▶ _Work item_
Where the listing below reaches the line containing "the form [49,55].", start writing out lines exactly, and stop once the line containing "the form [818,219]." has been written.

▶ _Exercise inputs_

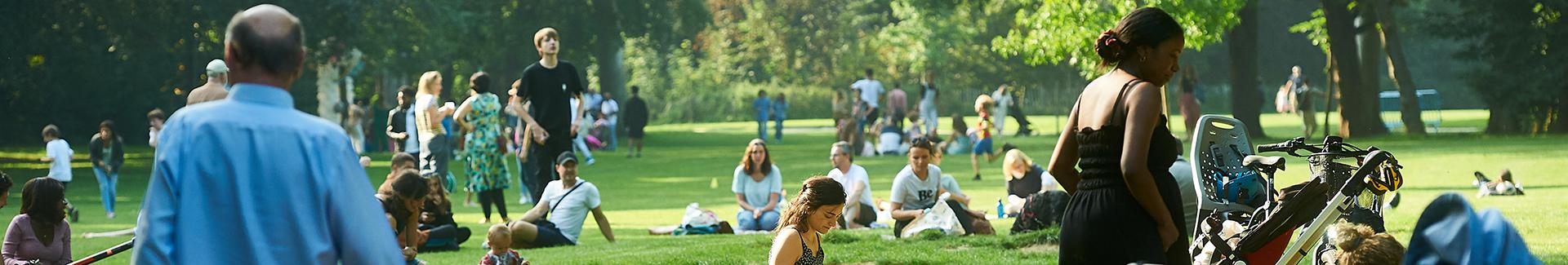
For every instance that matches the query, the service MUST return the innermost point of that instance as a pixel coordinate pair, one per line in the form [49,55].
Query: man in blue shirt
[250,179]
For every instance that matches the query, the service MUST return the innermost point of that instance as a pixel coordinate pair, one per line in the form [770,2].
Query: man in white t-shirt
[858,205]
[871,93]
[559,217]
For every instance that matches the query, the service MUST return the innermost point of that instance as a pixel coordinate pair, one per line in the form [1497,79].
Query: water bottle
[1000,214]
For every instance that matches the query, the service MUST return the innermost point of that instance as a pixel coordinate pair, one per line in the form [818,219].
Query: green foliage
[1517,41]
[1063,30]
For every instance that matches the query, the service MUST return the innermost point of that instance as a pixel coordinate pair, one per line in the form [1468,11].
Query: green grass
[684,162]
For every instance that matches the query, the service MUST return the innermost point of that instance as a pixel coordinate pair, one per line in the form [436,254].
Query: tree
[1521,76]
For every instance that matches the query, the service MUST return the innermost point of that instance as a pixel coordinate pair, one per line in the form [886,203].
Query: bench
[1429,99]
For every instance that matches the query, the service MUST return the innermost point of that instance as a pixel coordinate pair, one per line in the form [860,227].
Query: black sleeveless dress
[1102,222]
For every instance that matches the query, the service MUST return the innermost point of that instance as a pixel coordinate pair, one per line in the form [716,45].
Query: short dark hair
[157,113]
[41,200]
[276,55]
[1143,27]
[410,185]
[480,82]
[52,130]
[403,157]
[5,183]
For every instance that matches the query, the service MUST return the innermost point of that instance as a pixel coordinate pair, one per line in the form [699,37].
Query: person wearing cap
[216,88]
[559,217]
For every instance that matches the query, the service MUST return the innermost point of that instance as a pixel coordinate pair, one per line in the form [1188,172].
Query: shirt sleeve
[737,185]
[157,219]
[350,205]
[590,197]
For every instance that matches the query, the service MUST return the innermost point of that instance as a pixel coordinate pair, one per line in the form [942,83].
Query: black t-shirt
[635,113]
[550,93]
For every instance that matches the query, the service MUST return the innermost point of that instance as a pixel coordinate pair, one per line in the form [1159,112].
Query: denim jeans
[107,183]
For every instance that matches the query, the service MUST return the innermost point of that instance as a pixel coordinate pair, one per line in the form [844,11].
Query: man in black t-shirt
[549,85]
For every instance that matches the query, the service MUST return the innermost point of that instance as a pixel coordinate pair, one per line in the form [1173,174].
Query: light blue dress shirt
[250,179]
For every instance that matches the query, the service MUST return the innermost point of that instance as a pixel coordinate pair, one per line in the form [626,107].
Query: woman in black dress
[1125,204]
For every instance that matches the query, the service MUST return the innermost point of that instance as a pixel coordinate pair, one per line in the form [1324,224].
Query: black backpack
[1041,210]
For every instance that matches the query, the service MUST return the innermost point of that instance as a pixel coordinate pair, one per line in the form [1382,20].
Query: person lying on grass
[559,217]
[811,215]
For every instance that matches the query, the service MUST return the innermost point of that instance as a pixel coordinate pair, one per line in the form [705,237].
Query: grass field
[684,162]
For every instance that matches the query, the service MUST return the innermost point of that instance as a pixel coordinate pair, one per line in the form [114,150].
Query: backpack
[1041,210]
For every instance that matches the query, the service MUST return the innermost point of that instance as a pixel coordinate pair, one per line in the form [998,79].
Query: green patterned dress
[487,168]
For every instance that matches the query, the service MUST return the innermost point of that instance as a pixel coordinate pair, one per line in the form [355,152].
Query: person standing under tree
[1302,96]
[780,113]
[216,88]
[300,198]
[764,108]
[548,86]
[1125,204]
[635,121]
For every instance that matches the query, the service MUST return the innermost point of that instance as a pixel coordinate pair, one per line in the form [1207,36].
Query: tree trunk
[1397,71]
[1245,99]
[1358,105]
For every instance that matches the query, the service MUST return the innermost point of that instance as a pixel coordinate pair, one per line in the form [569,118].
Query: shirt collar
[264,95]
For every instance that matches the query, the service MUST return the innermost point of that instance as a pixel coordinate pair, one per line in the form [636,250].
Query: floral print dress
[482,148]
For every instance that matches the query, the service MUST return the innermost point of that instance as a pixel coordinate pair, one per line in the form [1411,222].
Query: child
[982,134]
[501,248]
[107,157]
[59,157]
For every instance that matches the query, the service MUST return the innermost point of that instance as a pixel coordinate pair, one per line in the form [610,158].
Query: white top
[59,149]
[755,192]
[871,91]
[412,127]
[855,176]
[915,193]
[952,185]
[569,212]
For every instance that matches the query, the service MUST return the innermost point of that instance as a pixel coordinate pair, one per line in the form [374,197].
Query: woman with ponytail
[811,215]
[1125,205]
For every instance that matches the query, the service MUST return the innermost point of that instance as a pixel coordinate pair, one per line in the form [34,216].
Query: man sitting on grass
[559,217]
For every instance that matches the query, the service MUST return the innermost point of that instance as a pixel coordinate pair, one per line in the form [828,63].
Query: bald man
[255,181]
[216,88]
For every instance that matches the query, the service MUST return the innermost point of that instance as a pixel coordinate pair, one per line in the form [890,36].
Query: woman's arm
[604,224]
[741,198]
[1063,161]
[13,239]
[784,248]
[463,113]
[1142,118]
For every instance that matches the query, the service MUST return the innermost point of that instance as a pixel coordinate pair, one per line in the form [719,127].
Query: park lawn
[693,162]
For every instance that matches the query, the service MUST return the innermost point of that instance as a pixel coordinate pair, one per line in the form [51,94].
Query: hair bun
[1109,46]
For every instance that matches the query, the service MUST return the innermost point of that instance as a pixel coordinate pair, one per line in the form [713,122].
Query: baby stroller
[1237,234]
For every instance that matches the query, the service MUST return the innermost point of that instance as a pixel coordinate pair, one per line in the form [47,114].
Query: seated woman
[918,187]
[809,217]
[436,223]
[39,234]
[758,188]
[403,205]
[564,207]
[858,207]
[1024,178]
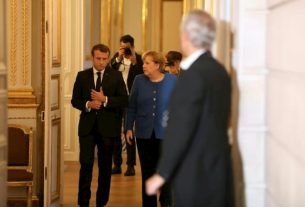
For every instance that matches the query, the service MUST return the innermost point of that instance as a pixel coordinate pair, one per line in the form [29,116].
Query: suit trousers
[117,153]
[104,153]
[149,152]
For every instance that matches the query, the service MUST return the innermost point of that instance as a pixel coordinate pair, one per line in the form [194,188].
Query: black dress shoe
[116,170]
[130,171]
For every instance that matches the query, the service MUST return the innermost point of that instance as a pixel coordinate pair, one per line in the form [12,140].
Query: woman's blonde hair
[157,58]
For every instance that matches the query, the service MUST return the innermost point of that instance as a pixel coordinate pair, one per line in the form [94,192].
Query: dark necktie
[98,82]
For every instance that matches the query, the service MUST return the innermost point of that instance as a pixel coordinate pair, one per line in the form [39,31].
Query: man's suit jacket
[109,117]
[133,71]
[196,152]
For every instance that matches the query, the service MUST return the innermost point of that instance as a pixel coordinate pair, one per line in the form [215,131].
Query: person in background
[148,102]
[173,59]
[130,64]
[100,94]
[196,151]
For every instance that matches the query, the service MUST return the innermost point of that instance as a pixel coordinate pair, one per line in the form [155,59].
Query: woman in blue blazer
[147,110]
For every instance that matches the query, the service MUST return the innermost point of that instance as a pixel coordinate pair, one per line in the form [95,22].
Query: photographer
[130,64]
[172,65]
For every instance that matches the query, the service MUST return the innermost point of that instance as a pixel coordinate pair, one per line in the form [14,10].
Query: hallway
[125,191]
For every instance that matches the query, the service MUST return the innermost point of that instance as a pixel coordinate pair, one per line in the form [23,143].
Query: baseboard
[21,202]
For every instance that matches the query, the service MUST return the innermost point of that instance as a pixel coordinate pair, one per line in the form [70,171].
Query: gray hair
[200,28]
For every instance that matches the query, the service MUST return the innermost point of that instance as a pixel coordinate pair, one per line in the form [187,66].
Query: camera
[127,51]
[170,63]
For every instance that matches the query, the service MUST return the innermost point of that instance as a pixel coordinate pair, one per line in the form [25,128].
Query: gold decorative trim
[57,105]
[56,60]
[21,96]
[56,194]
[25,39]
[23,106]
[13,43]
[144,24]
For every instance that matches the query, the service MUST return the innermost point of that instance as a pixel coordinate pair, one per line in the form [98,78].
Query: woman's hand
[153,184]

* * *

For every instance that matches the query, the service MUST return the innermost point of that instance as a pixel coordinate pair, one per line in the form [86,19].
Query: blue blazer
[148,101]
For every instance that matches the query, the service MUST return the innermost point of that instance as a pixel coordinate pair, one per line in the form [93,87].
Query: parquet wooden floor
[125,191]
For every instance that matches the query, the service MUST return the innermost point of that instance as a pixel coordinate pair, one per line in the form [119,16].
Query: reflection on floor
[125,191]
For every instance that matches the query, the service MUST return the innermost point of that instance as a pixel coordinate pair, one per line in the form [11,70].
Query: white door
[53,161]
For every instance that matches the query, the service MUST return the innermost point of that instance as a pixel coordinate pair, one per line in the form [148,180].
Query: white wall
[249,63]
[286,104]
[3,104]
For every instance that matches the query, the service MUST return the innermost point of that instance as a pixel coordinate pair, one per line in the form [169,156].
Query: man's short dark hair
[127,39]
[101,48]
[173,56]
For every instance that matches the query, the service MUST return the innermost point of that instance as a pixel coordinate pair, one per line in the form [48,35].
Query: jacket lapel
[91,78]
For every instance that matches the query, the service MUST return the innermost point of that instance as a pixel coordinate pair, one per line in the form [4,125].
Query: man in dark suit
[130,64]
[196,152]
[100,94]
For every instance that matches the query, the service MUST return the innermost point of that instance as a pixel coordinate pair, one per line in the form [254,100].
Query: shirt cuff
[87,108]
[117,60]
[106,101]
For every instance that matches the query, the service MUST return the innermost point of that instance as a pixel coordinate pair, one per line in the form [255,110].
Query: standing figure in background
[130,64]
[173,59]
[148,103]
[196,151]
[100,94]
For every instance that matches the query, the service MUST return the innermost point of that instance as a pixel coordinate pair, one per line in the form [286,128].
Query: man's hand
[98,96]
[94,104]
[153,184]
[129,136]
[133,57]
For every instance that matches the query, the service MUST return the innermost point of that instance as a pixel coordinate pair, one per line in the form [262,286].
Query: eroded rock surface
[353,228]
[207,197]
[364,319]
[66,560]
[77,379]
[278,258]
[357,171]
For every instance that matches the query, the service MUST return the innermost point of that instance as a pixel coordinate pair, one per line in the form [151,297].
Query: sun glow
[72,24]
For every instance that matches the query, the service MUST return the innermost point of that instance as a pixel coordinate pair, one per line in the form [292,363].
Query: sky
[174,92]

==

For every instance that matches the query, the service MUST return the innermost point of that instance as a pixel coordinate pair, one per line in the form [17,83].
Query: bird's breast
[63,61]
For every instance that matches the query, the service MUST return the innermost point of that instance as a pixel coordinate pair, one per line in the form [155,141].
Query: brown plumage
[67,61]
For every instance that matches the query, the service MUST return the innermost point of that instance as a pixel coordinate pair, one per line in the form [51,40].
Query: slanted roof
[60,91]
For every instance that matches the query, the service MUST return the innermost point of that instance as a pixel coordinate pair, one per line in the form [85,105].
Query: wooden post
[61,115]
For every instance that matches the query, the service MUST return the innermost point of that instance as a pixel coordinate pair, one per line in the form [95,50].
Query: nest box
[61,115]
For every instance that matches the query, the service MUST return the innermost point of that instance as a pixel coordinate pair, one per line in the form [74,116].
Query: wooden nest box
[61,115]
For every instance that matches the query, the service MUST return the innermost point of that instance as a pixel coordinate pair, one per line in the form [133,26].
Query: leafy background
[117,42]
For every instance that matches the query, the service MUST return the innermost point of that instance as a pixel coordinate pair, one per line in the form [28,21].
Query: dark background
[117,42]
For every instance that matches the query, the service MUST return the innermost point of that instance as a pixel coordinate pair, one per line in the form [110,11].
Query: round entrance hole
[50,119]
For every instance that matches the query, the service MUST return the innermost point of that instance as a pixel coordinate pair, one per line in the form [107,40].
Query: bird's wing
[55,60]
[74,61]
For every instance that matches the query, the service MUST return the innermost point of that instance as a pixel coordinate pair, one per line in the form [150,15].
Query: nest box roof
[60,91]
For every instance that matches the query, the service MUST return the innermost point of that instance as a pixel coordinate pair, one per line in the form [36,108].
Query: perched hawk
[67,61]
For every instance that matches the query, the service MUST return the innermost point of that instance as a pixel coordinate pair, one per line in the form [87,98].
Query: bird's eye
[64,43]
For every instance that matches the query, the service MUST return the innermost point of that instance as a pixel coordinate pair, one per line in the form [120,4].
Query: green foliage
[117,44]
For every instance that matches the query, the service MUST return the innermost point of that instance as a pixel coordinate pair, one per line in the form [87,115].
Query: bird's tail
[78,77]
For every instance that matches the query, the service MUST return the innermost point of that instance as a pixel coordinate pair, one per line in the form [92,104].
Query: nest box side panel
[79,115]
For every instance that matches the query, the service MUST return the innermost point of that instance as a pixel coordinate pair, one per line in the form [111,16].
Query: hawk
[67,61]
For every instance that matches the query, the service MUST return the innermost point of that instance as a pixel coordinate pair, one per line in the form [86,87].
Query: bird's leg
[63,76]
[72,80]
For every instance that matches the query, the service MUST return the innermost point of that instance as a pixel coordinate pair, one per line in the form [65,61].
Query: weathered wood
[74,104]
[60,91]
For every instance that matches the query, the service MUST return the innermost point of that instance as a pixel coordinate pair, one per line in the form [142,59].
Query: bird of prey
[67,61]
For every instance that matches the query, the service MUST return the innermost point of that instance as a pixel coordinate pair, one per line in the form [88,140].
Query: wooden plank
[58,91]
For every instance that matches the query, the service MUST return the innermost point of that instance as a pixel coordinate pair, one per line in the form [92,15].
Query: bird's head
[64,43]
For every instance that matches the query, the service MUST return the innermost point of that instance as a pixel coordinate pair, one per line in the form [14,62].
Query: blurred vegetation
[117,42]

▶ _Output of the task_
For every instance that matches the query, the service MUST return the innermost point of that instance as a pixel coordinate pair, one per line in the form [49,55].
Query: man in blue shirt
[250,179]
For every instance that matches the query, the service MUST return the innermost point of that instance as a pixel coordinate pair, one per line in the form [770,2].
Query: man in white t-shirt
[858,205]
[871,93]
[559,217]
For every instance that matches the query, the service MUST return the innermost point of that instance as a pixel coordinate pair, one per line in the form [1497,79].
Query: water bottle
[1000,214]
For every instance that matches the query, the service MUST return the innermost point of that instance as a pixel coordinate pair, one per line in the form [818,219].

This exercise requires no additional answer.